### Consigne de l'exercice
Répondez à ces questions d'après l'extrait sur le service de Laxenburg :
1. En quelle année le service a-t-il été commandé à la manufacture de porcelaines de Vienne ?
2. Combien d'« assiettes aux ruines » le service comprend-il ?
3. En quelle année a eu lieu la dissolution du Saint Empire romain germanique ?

### Extrait choisi
<<<<

Et me voici maintenant devant le service à dessert des Habsbourg, appelé jadis service de Laxenburg, qui fut commandé en 1824 à la manufacture de porcelaines de Vienne et était destiné au banquet de noces de l'archiduc François-Charles et la princesse Sophie de Bavière, les futurs parents de l'empereur François-Joseph. Fin XVIIIè, l'empereur François 1er, père du fiancé, fera construire une résidence d'été pour la famille impériale à Laxenburg, près de Vienne. Ce château appelé Franzensburg (Château de François) fut érigé à la gloire de la dynastie des Habsbourg. Des sculptures grandeur nature, des peintures, des armoiries et des vitraux chantent la gloire et l'histoire de l'illustre famille. On retrouve ce même esprit dynamique dans la vaisselle de table. Mis à part les armoiries et les portraits des anciens souverains habsbourgeois et de leurs épouses, soixante « assiettes aux ruines », qui représentent des châteaux-forts et des châteaux appartenant à la monarchie danubienne complètent cette rétrospective romantique. Le fait que les formes néogothiques du surtout évoquent des reliquaires, des ciboires et autres objets religieux n'est pas du au hasard. A la dissolution du Saint Empire romain germanique, en 1806, l'empereur François essaya de compenser la perte de la dignité sacrée de cet Empire germanique en légitimant la continuité hiératique de la dynastie habsbourgeoise dans le nouvel empire autrichien. C'est pourquoi la vaisselle aussi arborait le portrait des ancêtres et lui donne presque un caractère sacré.

>>>>

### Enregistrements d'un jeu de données
<<<<

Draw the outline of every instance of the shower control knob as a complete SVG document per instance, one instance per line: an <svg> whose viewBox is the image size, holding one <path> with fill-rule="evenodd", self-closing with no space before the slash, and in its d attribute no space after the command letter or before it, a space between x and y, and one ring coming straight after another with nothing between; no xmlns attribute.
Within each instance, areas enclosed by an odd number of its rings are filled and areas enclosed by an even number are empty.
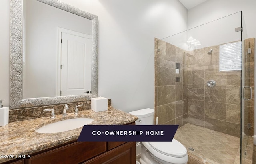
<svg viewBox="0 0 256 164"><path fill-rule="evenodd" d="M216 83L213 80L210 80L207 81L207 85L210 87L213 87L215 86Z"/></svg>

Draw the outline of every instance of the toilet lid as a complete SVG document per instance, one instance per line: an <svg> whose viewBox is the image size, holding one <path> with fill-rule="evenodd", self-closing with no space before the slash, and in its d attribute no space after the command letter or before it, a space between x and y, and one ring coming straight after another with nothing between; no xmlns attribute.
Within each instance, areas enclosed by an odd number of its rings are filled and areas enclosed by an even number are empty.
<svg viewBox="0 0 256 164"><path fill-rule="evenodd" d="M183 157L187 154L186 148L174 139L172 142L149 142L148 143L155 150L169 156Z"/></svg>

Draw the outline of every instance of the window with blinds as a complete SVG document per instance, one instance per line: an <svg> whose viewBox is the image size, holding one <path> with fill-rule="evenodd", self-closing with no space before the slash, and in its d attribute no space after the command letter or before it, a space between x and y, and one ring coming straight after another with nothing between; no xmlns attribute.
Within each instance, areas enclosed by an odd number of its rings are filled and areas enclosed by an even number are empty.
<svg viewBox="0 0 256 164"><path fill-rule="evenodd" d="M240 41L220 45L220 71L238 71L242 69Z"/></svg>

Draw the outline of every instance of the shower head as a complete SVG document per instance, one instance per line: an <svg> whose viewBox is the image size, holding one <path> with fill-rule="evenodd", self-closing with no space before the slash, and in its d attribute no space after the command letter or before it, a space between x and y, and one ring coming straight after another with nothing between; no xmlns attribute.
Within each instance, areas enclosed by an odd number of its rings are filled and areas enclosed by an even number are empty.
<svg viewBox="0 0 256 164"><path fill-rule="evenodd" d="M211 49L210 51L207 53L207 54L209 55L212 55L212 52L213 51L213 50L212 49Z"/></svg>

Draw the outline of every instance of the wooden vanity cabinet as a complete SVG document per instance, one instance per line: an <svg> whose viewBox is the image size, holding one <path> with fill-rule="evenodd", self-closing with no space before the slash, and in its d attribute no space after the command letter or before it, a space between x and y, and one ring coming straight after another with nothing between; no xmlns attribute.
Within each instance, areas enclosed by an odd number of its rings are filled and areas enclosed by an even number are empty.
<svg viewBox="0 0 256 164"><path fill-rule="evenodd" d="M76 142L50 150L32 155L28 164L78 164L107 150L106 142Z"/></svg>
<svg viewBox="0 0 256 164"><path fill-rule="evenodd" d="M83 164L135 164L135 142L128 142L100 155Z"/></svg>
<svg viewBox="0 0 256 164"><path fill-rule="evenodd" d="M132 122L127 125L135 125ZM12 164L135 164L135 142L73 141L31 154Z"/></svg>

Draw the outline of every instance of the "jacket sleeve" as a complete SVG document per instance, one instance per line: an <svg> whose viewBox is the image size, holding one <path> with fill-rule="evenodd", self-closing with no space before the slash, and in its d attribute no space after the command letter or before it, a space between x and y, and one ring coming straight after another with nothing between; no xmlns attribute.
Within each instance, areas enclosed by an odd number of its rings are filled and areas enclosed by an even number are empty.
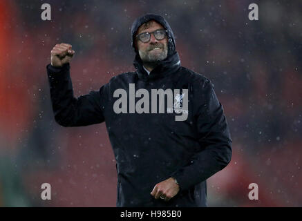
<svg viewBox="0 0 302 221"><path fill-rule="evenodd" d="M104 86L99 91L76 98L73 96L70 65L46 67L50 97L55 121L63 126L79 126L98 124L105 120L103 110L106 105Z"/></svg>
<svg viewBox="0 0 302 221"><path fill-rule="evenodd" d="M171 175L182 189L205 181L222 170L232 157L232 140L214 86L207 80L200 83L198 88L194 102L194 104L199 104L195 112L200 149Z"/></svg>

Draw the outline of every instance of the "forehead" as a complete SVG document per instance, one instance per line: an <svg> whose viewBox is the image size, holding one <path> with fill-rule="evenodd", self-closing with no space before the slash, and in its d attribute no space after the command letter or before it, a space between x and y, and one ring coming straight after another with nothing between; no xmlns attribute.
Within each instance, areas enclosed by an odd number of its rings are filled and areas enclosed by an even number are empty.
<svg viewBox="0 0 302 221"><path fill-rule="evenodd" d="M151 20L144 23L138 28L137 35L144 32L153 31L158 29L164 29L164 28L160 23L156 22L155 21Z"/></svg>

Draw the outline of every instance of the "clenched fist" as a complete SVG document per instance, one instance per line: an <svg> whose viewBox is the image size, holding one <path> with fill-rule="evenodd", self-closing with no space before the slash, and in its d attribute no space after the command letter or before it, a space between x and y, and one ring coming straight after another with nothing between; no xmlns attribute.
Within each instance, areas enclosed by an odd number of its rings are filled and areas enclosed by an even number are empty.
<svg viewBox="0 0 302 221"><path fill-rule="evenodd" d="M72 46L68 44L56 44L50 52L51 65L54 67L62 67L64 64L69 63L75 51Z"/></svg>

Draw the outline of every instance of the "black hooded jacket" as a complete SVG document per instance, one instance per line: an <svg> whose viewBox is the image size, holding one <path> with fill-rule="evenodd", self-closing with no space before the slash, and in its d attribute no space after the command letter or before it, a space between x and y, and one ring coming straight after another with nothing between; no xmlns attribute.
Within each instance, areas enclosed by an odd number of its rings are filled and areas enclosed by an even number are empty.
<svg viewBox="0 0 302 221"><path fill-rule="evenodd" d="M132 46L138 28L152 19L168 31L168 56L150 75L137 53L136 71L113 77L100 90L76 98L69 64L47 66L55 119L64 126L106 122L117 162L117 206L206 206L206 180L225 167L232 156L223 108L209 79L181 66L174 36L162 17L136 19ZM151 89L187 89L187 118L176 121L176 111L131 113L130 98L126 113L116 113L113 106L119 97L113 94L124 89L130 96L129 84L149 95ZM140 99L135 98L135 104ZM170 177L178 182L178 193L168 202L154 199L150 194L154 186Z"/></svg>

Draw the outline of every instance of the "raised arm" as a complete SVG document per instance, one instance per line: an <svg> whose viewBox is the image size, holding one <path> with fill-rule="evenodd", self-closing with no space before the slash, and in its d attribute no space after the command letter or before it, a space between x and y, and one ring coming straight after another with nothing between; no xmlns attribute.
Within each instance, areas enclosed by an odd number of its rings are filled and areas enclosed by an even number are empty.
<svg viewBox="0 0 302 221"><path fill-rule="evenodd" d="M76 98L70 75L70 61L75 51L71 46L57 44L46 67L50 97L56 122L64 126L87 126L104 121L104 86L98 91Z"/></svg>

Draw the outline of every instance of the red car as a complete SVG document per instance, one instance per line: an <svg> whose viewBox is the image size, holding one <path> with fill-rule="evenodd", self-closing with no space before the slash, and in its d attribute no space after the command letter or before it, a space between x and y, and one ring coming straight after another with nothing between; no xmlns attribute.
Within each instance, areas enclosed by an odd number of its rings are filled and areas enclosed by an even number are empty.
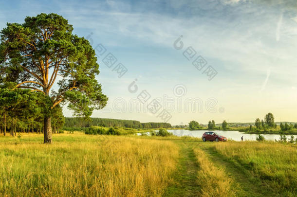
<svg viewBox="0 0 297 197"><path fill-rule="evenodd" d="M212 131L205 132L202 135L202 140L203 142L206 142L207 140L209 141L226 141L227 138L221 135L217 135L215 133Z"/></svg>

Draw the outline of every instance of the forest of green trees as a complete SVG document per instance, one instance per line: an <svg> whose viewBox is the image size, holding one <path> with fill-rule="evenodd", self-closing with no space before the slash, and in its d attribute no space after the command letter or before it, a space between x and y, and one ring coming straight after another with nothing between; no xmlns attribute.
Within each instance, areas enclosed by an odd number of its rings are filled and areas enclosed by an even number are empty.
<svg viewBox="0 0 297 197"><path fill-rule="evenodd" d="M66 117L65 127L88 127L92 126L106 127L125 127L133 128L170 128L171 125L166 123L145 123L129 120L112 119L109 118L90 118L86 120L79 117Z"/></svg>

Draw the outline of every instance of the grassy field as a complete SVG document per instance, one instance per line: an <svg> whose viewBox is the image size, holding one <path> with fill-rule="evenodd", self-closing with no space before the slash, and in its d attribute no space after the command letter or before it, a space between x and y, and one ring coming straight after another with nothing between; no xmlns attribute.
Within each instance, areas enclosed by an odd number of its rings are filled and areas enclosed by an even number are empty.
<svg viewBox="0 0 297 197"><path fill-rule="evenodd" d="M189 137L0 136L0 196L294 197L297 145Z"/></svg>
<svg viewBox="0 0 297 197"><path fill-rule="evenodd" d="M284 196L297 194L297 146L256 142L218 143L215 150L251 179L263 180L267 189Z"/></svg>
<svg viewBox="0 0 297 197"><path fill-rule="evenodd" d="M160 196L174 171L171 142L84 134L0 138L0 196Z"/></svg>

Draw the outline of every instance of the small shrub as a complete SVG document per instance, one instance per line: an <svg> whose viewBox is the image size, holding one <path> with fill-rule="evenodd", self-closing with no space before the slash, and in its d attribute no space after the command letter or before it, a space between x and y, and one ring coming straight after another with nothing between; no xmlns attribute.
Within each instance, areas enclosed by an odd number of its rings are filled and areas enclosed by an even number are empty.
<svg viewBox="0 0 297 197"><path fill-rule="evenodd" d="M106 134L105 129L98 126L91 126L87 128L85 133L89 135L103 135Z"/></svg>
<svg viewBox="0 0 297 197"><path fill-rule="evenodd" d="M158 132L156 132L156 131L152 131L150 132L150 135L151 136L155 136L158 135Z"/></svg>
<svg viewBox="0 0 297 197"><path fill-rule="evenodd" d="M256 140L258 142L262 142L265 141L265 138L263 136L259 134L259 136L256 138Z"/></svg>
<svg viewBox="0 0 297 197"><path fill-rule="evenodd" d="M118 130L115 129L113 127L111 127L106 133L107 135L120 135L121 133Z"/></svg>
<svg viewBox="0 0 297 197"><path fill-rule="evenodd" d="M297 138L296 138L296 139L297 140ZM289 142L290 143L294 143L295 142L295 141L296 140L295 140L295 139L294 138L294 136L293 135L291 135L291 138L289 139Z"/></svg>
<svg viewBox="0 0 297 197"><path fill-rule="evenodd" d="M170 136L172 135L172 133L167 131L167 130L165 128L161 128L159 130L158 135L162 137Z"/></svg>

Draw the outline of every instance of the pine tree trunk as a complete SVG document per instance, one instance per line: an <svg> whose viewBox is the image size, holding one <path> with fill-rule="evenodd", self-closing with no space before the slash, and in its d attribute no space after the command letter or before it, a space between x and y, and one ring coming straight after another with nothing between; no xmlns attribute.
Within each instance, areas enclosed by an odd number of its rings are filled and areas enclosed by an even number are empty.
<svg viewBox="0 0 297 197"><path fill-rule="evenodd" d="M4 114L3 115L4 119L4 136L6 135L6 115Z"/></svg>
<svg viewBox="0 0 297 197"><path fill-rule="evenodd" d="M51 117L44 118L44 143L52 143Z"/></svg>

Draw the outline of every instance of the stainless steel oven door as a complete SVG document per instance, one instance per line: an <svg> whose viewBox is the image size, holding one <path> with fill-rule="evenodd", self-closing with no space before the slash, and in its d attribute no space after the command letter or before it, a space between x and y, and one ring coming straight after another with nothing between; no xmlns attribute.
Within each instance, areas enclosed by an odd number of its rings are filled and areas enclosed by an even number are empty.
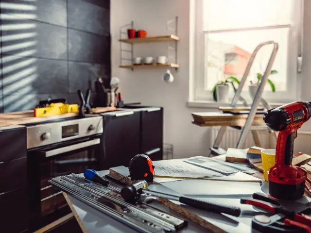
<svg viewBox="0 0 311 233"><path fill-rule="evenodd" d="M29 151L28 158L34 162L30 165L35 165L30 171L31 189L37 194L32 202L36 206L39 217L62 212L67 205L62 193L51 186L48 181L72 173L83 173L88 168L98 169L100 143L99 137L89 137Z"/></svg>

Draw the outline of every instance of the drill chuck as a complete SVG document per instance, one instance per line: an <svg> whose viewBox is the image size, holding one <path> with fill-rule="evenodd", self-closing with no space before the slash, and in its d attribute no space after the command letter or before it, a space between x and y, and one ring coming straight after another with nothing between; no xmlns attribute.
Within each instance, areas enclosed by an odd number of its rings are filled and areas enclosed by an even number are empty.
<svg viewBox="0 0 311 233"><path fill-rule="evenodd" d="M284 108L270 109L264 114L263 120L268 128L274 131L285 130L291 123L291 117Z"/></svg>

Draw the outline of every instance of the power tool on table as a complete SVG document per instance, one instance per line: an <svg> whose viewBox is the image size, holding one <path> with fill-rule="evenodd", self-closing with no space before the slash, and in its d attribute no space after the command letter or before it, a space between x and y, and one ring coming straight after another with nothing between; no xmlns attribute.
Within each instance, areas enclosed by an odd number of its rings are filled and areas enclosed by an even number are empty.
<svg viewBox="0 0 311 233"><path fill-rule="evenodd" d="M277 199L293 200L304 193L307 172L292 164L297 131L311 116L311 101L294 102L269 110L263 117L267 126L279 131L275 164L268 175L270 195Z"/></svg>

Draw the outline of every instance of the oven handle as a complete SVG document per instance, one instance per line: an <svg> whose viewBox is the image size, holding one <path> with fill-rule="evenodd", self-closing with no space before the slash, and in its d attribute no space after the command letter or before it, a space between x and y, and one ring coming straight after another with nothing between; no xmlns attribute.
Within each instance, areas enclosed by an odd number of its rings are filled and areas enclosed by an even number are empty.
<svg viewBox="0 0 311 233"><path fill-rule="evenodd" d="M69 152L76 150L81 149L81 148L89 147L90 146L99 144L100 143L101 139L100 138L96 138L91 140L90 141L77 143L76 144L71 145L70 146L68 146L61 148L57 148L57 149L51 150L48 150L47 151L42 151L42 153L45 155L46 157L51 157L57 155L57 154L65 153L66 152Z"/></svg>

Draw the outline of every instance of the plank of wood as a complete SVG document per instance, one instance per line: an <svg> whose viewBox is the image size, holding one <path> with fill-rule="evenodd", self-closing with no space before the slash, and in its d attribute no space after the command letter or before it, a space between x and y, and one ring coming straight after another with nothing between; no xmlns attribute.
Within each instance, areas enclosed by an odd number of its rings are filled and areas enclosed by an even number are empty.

>>>>

### Réponse attendue
1. En 1824.
2. Soixante.
3. En 1806.